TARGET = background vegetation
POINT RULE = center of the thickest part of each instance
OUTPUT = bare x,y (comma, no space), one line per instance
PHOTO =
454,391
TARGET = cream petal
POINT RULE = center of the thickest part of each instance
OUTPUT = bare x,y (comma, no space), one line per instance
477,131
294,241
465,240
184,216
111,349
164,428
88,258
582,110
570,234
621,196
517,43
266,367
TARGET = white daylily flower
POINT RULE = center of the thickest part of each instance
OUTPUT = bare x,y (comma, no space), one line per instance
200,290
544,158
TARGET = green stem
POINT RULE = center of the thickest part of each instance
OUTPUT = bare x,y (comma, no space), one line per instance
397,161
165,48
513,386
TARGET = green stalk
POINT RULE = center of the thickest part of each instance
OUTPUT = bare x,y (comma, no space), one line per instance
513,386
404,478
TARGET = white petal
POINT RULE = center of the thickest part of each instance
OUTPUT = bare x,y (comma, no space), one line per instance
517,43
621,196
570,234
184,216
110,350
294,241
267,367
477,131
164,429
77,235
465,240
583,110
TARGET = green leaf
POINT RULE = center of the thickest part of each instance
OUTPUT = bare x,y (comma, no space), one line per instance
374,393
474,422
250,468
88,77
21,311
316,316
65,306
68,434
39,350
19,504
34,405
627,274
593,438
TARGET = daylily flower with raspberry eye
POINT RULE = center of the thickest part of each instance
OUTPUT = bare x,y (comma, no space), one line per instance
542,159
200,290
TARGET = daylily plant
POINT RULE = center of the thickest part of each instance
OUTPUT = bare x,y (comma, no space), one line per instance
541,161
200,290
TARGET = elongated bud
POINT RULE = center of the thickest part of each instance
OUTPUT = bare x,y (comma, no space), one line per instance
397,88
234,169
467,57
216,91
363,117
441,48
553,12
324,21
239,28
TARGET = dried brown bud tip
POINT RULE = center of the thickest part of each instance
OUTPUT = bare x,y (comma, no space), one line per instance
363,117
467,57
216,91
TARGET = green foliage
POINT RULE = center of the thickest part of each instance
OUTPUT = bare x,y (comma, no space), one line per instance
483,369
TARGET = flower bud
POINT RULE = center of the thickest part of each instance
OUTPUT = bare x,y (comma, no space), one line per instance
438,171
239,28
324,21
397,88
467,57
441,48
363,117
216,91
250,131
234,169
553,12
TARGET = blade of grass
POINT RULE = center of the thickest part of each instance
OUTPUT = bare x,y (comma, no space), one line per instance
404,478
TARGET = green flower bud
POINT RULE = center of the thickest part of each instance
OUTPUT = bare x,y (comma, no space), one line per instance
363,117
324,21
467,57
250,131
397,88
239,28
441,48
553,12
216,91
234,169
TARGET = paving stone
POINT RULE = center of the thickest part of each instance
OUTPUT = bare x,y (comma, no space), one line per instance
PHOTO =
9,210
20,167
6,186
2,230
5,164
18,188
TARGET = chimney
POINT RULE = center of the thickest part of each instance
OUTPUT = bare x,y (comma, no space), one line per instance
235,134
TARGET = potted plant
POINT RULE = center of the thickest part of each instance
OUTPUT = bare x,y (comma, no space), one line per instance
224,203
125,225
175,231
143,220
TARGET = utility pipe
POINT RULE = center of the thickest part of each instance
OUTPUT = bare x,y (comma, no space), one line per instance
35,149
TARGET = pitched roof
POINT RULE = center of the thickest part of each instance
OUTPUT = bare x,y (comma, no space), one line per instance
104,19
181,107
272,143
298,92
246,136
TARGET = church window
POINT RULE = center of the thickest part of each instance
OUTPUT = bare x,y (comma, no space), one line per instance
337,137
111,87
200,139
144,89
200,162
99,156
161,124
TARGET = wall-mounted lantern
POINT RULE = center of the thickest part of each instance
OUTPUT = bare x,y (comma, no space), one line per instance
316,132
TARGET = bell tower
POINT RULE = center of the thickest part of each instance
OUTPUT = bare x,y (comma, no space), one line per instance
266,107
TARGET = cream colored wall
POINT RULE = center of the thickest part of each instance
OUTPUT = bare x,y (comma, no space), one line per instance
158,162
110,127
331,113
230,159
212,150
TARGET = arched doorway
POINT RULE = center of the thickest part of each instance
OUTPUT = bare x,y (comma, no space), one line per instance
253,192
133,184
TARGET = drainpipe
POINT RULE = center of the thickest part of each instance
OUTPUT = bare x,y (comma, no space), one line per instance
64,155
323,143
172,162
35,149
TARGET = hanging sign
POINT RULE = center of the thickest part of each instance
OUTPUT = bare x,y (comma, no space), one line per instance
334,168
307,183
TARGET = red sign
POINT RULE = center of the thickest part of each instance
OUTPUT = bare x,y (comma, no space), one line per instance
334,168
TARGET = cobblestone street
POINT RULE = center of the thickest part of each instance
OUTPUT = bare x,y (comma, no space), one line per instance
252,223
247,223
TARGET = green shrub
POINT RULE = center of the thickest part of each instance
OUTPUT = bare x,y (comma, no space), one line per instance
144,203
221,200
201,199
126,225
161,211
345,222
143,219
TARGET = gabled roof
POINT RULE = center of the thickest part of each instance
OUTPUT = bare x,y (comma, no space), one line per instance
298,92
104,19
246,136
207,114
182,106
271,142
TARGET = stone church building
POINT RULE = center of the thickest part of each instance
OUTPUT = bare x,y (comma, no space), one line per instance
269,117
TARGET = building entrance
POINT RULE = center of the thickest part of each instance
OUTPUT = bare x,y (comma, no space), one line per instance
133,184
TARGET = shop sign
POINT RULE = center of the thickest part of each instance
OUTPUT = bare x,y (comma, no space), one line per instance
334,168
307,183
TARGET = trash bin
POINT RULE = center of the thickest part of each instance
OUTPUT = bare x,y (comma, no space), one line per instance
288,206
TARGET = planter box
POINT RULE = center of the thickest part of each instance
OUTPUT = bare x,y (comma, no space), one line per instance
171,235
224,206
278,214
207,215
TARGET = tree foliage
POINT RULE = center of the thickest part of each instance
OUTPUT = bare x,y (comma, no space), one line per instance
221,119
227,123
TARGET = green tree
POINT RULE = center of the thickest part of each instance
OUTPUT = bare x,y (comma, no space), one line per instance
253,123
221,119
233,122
:::
Objective:
Each line of the material should be echoed exactly.

Exercise response:
TARGET = background vegetation
POINT RULE = center of the thickest part of each instance
OUTPUT = bare x,y (comma, no space), one line per instance
PHOTO =
454,391
TARGET = cream petal
POINT RULE = center of the thickest part of each instance
OUTPUT = bare x,y (comma, no space), one line per instance
477,131
294,241
465,240
184,216
111,349
164,428
88,258
582,110
570,234
621,196
517,43
266,367
TARGET = white daylily flower
POINT RULE = center of the thickest part of each instance
OUTPUT = bare x,y (comma, no space), one line per instance
200,290
544,158
TARGET = green stem
POINT RULE = center of the thickest part of each instance
OUTPUT = bare x,y (comma, no space), one line per instance
397,161
165,48
513,386
TARGET = green stalk
POINT RULE = center of the thickest part of each instance
OUTPUT = bare x,y (comma, no space), one line per instance
513,386
404,478
TARGET = white petal
POINT RULE = center of the thickest part of each instance
OUTPUT = bare x,y (comma, no space), one line per instance
517,43
621,196
570,234
184,216
110,350
294,241
267,367
477,131
164,429
77,235
465,240
583,110
TARGET = green leaf
POINT RULE = center of the thickest part of each instance
OUTPUT = bare x,y (comma, no space), one line per instance
374,393
474,422
250,468
88,77
21,311
316,316
65,306
68,434
39,350
19,504
34,405
627,274
593,438
TARGET = daylily flower with raspberry eye
POINT RULE = center of the thickest part of each instance
OUTPUT = bare x,y (comma, no space), one line per instance
542,159
200,290
TARGET = daylily plant
POINT RULE = center of the thickest part of each instance
OUTPUT = bare x,y (comma, no space), one line per instance
541,161
200,290
TARGET = elongated bud
POINT RULE = center of the thickest part of each instance
OUTPUT = bare x,y (comma, no space), one line per instance
397,88
234,169
467,57
216,91
363,117
441,48
553,12
324,21
239,28
TARGET = dried brown bud tip
POINT RULE = center of the thickest part of each instance
OUTPUT = bare x,y (comma, no space), one line per instance
363,117
467,57
216,91
TARGET = green foliage
POINT RULE = center of the thickest part of each instance
OUTPUT = bare x,y (comma, no space), one line per instance
483,369
TARGET = flower bud
POINT RULE = center of the thickest part of each instance
OUTPUT = bare x,y (comma, no space), one line per instance
438,171
239,28
324,21
397,88
467,57
441,48
363,117
216,91
250,131
234,169
553,12
TARGET = blade of grass
POINT RULE = center of the thickest part of each instance
OUTPUT = bare x,y (comma, no space), one line per instance
404,478
TARGET = green flower bud
POINT RULE = center of the thickest part of each instance
OUTPUT = bare x,y (comma, no space), one line per instance
363,117
324,21
467,57
250,131
397,88
239,28
441,48
553,12
216,91
234,169
TARGET = paving stone
POINT RULE = center of the thickest part of each instance
OUTPUT = bare x,y (comma, no space), one line per instance
PHOTO =
9,210
20,167
6,186
2,230
5,164
18,188
TARGET = chimney
POINT RULE = center of the thickest part of each instance
OUTPUT = bare x,y (comma, no space), one line per instance
235,134
TARGET = potted plant
POINT RULE = center of the thickest part of each instance
OUTPUT = bare x,y (comma, no space), one line per instance
224,203
125,225
175,231
143,220
TARGET = utility pipe
POINT RULE = center of the thickest part of each instance
OUTPUT = bare x,y (comma, no space), one line per instance
35,149
TARGET = pitched roof
POINT RULE = center of the thickest part of each instance
OUTPUT = bare x,y (comma, no space), one line per instance
104,19
181,107
272,143
298,92
246,136
TARGET = church window
POINT RULE = center of the thickest part of each instance
OUTPUT = bare x,y (comma, no space), one line per instance
337,137
111,87
200,139
144,89
200,162
99,156
161,124
TARGET = wall-mounted lantern
POINT RULE = center of the thickest part of each instance
OUTPUT = bare x,y (comma, no space), one line per instance
316,132
TARGET = bell tower
POINT RULE = center of the thickest part of each instance
OUTPUT = bare x,y (comma, no space), one line per instance
266,107
TARGET = cream colored wall
POINT RULE = center of the thickest part of each instance
OUTPUT = bare x,y (comma, no space), one line per instance
158,162
110,127
331,113
230,159
212,150
TARGET = arched doorway
POINT RULE = center of the thickest part of each instance
OUTPUT = bare x,y (comma, no space), one line per instance
253,192
133,184
TARGET = drainpipe
POINT RULE = center of the thickest part of each instance
OUTPUT = bare x,y (comma, no space), one line per instance
64,155
323,143
172,162
35,149
TARGET = hanging sign
POINT RULE = center of the thickest part of each instance
OUTPUT = bare x,y (comma, no space), one line per instance
334,168
307,183
TARGET = red sign
POINT RULE = center of the thickest part of each instance
OUTPUT = bare x,y (comma, no space), one line per instance
334,168
TARGET = cobblestone street
POINT RULE = center of the thickest part of each instance
OUTPUT = bare x,y (comma, no space), one line per instance
252,223
247,223
TARGET = green shrub
POINT RULE = center of the thickest part of each instance
OUTPUT = bare x,y (comma, no space), one line per instance
144,203
221,200
201,199
126,225
161,211
345,222
143,219
TARGET = gabled roof
POINT RULE = center of the thickest part of each instance
OUTPUT = bare x,y (comma, no space), one line per instance
298,92
104,19
246,136
207,114
182,106
271,142
TARGET = stone church building
POINT RULE = center of the thickest part of each instance
OUTPUT = bare x,y (comma, no space), one line per instance
269,117
TARGET = building entrance
POINT RULE = center of the thickest part of each instance
OUTPUT = bare x,y (comma, no space), one line per instance
133,184
TARGET = shop sign
POINT RULE = center of the thickest part of each instance
OUTPUT = bare x,y (comma, no space), one line per instance
334,168
307,183
TARGET = trash bin
POINT RULE = center of the thickest part of each instance
OUTPUT = bare x,y (comma, no space), one line per instance
288,206
TARGET = planter box
POINT RULE = center of the thickest part of each instance
OUTPUT = bare x,y (comma, no space), one line per instance
171,235
224,206
278,214
207,215
TARGET = tree foliage
POINT RULE = center of the thickest part of each instance
OUTPUT = bare x,y (comma, no space), one line per instance
221,119
227,123
TARGET = green tree
POINT RULE = center of the thickest part of each instance
OUTPUT = bare x,y (comma, no space), one line per instance
253,123
221,119
233,122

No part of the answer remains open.